*Work to be completed*: Text in the records must be reproduced exactly, and pictures must be skipped.

** Opening Information shown block **

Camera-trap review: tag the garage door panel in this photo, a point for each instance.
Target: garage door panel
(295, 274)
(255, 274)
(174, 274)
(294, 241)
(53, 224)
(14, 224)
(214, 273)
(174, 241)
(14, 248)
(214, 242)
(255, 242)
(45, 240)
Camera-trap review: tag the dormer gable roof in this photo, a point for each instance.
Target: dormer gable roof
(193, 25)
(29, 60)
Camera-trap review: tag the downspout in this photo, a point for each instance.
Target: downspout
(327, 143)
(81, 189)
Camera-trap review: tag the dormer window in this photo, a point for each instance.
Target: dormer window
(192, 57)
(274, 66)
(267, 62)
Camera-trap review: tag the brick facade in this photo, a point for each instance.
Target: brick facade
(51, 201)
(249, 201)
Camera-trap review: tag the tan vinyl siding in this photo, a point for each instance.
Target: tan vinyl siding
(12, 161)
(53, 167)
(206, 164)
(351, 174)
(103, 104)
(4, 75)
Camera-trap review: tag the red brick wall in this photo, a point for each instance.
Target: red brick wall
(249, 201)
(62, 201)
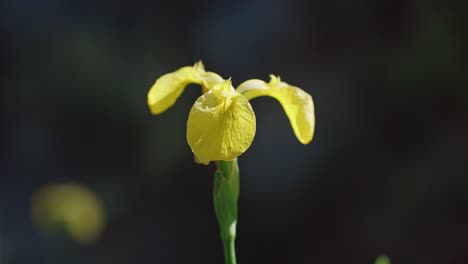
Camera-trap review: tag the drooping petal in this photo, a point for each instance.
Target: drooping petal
(165, 91)
(297, 103)
(221, 124)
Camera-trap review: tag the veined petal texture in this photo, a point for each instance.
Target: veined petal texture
(297, 103)
(221, 124)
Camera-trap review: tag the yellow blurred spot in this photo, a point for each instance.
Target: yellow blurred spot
(72, 207)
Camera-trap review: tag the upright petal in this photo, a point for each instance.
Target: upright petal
(297, 104)
(221, 124)
(165, 91)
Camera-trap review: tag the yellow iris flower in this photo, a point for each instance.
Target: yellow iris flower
(221, 124)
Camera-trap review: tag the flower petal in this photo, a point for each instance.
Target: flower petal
(297, 103)
(165, 91)
(221, 124)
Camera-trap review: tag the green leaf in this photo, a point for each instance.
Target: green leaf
(382, 259)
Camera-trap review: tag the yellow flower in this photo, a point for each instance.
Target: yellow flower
(221, 123)
(70, 206)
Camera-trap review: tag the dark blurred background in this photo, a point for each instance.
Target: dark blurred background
(387, 171)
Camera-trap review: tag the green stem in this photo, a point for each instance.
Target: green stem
(229, 251)
(225, 196)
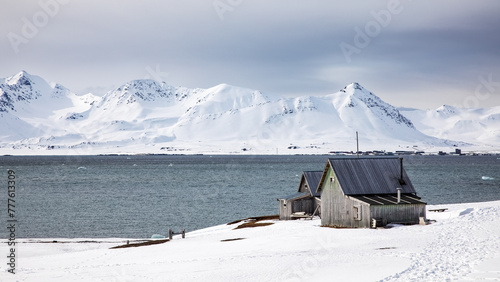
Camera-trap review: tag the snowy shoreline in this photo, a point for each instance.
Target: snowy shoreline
(462, 244)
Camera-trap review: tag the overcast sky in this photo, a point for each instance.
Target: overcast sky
(409, 53)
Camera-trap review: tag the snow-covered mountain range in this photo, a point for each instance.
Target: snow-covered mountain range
(146, 116)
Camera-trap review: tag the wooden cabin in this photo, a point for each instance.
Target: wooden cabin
(305, 202)
(368, 192)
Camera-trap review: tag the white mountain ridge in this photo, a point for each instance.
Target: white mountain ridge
(146, 116)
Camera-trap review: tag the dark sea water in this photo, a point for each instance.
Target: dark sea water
(138, 196)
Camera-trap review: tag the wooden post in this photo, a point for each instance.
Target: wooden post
(357, 145)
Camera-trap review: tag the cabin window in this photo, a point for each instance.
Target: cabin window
(356, 212)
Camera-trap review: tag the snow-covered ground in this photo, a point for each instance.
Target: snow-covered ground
(462, 244)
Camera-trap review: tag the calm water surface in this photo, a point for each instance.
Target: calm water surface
(137, 196)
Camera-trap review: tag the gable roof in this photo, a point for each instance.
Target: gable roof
(369, 176)
(312, 179)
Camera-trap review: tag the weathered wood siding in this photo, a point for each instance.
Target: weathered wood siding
(337, 210)
(404, 213)
(303, 205)
(287, 208)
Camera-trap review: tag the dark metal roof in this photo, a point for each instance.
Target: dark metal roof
(389, 199)
(370, 176)
(295, 196)
(312, 179)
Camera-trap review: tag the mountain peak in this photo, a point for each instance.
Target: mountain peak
(21, 78)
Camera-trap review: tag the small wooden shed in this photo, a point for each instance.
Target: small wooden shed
(306, 201)
(368, 192)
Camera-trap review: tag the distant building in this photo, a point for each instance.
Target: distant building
(305, 201)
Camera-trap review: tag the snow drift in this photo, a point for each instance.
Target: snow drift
(146, 116)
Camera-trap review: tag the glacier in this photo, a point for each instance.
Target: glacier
(147, 116)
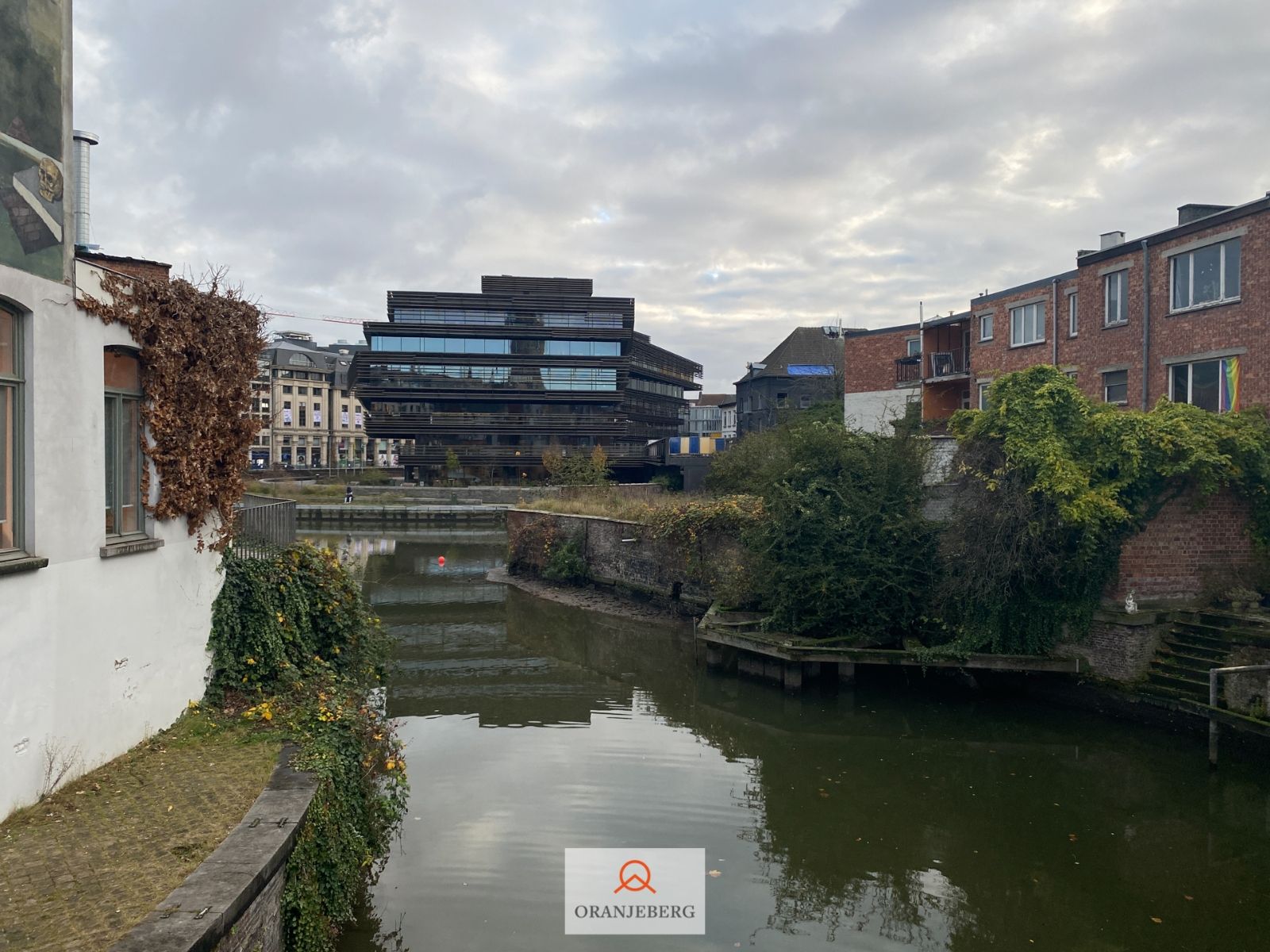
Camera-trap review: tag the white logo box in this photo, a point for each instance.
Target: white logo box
(609, 892)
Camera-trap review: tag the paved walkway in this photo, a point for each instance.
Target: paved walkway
(89, 862)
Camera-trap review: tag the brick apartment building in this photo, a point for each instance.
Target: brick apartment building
(1181, 313)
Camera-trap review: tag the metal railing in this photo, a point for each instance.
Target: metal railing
(264, 524)
(948, 363)
(908, 370)
(1214, 676)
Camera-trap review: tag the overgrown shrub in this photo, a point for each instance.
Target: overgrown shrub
(565, 564)
(844, 549)
(1056, 484)
(294, 644)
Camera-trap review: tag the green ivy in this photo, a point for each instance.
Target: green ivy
(295, 644)
(1057, 482)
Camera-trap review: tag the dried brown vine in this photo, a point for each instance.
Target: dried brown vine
(198, 355)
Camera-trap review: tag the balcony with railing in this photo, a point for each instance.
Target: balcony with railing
(948, 365)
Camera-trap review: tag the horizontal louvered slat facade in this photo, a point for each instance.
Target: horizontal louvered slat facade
(501, 376)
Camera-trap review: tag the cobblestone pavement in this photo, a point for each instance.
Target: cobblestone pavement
(82, 867)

** Closing Information shown block **

*Answer to the exercise*:
Camera-trap review: tag the garage door panel in this photo, a point for each instance.
Target: garage door panel
(295, 274)
(255, 274)
(174, 274)
(294, 241)
(53, 224)
(14, 224)
(214, 273)
(174, 241)
(14, 248)
(214, 242)
(255, 242)
(45, 240)
Camera-trap review: tag the dormer gable roof in this photo, a point for each instance.
Target: dormer gable roof
(193, 25)
(29, 60)
Camera-trap review: tag the downspout in this photo, a point for each instance.
Target: downspout
(327, 143)
(81, 189)
Camera-trap review: tag the dormer window in this photo, a point for each instance.
Target: dormer window
(192, 57)
(274, 66)
(267, 62)
Camera-trap review: tag the brick facade in this photo, a point for each instance.
Target: brick facade
(51, 201)
(249, 201)
Camera-trap review: tag the tan vinyl siding in this photo, a point for each instance.
Target: tan vinyl siding
(12, 161)
(53, 167)
(206, 164)
(351, 174)
(103, 104)
(4, 75)
Camera-trap review: tag the red brick wall in this photo, a point for each instance.
Target: red brick wall
(249, 201)
(62, 201)
Camera-trap review: tag the drooping petal in this photo, a point for each instance.
Target: drooping petal
(165, 91)
(297, 103)
(221, 124)
Camera-trap review: tag the veined petal texture in this photo, a point for each instance.
Target: veined petal texture
(297, 103)
(221, 124)
Camera-trap review: tag the yellow blurred spot in this photo, a point for each instance.
Target: yellow blurred spot
(72, 207)
Camera-trap review: tag the upright petal in this photo, a point for each instance.
Target: upright petal
(297, 104)
(221, 124)
(165, 91)
Camera-trap review: tag the yellow iris flower in this photo, a point for each instance.
Target: yellow iris flower
(221, 124)
Camera-trap review: tag the flower petal in this photo, a point for each instance.
Target: flower petal
(297, 103)
(165, 91)
(221, 124)
Camera-trap review: tag the green leaf in this photo, a point for each instance.
Target: green leaf
(382, 259)
Camera-trap review: tag the yellow flower in this photo, a point for each instance.
Target: yellow flower
(221, 123)
(70, 206)
Camera-trap review: tag the dark blurred background in this photo, a point for each instance.
Target: dark blurred background
(387, 171)
Camera-trap review: tag the green stem in this photo, a point for each instance.
Target: green stem
(229, 251)
(225, 196)
Camera-trap review: tag the snowy shoreline in this photo, a point for each instance.
Target: snowy shoreline
(462, 244)
Camera-trap review: tag the overcast sky in this photo, a point for each instance.
Target: overcast sky
(409, 53)
Camera-trap review: tag the snow-covered mountain range in this photo, a point for each instance.
Target: snow-covered mountain range
(146, 116)
Camera-trap review: tag the wooden cabin in this photo, a point for each instance.
Target: wooden cabin
(305, 202)
(368, 192)
Camera-trap review: tag the white mountain ridge in this photo, a point for each instance.
Target: white mountain ridge
(146, 116)
Camera-trap review: tag the dark sea water in this photo, a point for each instance.
Target: dark sea water
(138, 196)
Camera-trap review: tag the wooden post in this photo, a point for each instance.
Target: wooden post
(357, 145)
Camera-trap review: tag the cabin window in this photo, a point for each instance.
Target: cabin window
(356, 212)
Camera-trap review: tag the snow-covered ground in this photo, a point for each instance.
Target: snow-covered ground
(462, 244)
Camera-trap review: tag the calm water surface in this photo, a point for each instance.
Target: calm water surface
(137, 196)
Camera-trap review: tag the gable roof in this photo, a point for each instance.
Target: gable roof
(369, 176)
(312, 179)
Camera-trap review: tag the weathered wood siding in this photo, a point for each instance.
Target: weathered wood siding
(337, 210)
(404, 213)
(303, 205)
(287, 208)
Camera-trap review: tag the dark metal roof in this photo, a point for each instance.
Target: dark metal roof
(389, 199)
(370, 176)
(295, 196)
(312, 179)
Camera-trap review: tag the mountain peak in this photo, a point for each instance.
Target: mountain peak
(21, 78)
Camera-trap review: tag the small wooden shed in this photo, a point for each instance.
Target: small wooden shed
(306, 201)
(368, 192)
Camera-trap review: tag the distant building in this photo, a point for each instance.
Target: distant building
(305, 201)
Camera-trap review: tag the snow drift in this photo, a point for each instance.
Target: snow drift
(146, 116)
Camera-trap review: tag the glacier in this photo, a point for each instance.
Target: glacier
(147, 116)
Camera-trap review: tag the white logo box in this photo, a point for each instance.
Target: white logo box
(609, 892)
Camera-trap review: tag the paved walkway in this photo, a point for each instance.
Target: paved walkway
(89, 862)
Camera-trap review: tag the brick apartment building in this photo, a point for each instance.
Target: brick apartment building
(1181, 313)
Camera-trap review: tag the metal railing in this photo, a point for each instance.
Target: metal railing
(264, 524)
(948, 363)
(908, 370)
(1214, 676)
Camera-trap review: tag the overgrown shrub in this photo, a point for each instance.
Target: overgrown shrub
(565, 564)
(844, 549)
(1056, 484)
(294, 644)
Camera-trap review: tag the green ivy in this photo, a point for each instance.
Target: green ivy
(295, 644)
(1057, 482)
Camera-trap review: tag the dried brown vine in this photo, a point for each instance.
Target: dried brown vine
(198, 355)
Camera-trap review: tag the balcony with railing in this photo, a point for each instance.
Target: balcony with railing
(948, 365)
Camera-trap review: tag the horizontal louvered slat facade in this photo, a point for each instance.
Target: horizontal louvered slat facade
(501, 376)
Camera-trap review: tag the cobblestone pavement in this photo, a point for each instance.
Target: cobblestone pavement
(82, 867)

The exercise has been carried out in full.